**WHAT THE TASK REQUIRES:** Copy out the stretch of the youth volunteer profiles below from "In support of" through "hours of service.", word for word.
(SOURCE EXTRACT begins)
Ricardo Robinson, 17, of Charleston, SC, took the lead in
designing and implementing a summer academic enrichment program
for at-risk youth. Robinson facilitated all aspects of the program
including researching and planning age-appropriate activities, recruiting
and training volunteers and securing over $15,000 to fund the project.
Robert Ryan, 17, of Mesa, AZ, filled hearts as well as bags
with his "Fill a Bag with Hope" drive. Moved by the needs
of children at the La Casa Esperanza Orphanage, Ryan launched a
drive to collect food, clothing and toys in "bags of hope."
In support of this project, Ryan enlisted the support of a variety
of corporations and organized over 145 volunteers donating over
800 hours of service.
Daniel Cayce, 17, of Thornton, AR, sees the value in recycling,
especially the basic things many people take for granted. Since
he was 12, Daniel has collected used items - from clothing to appliances,
to donate to people in-need. Every few months, Daniel facilitates
the donation of thousands of used items to disadvantaged families
in one of the poorest counties in the country. In 2004, Daniel spent
more than 1,500 hours recycling items for the less fortunate in
Autumn Root, 13, of Haslett, MI, understands the importance
of giving. Not only does she give of her time by volunteering at
Camp Casey, a horse camp for children battling cancer, she has also
donated her own hair to Locks for Love, an organization that makes
wigs for children who have lost their hair because of chemotherapy.
(SOURCE EXTRACT ends)
(ENTRIES SHOWN begins)
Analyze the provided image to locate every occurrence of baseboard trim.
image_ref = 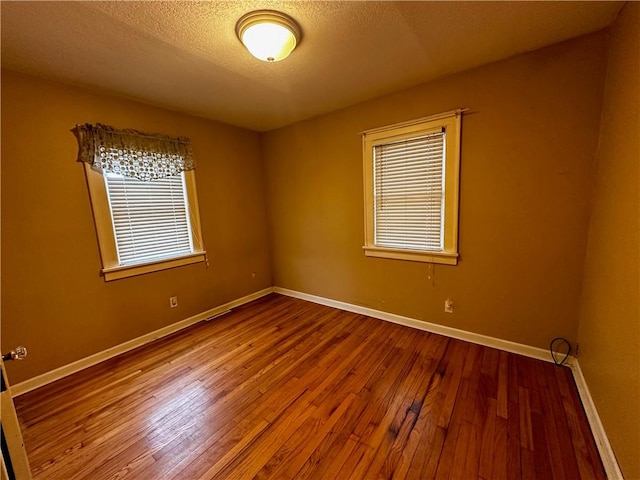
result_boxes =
[11,287,273,397]
[569,357,624,480]
[273,287,553,362]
(ENTRIES SHOWN ends)
**REPLY:**
In support of this project, Ryan enlisted the support of a variety
of corporations and organized over 145 volunteers donating over
800 hours of service.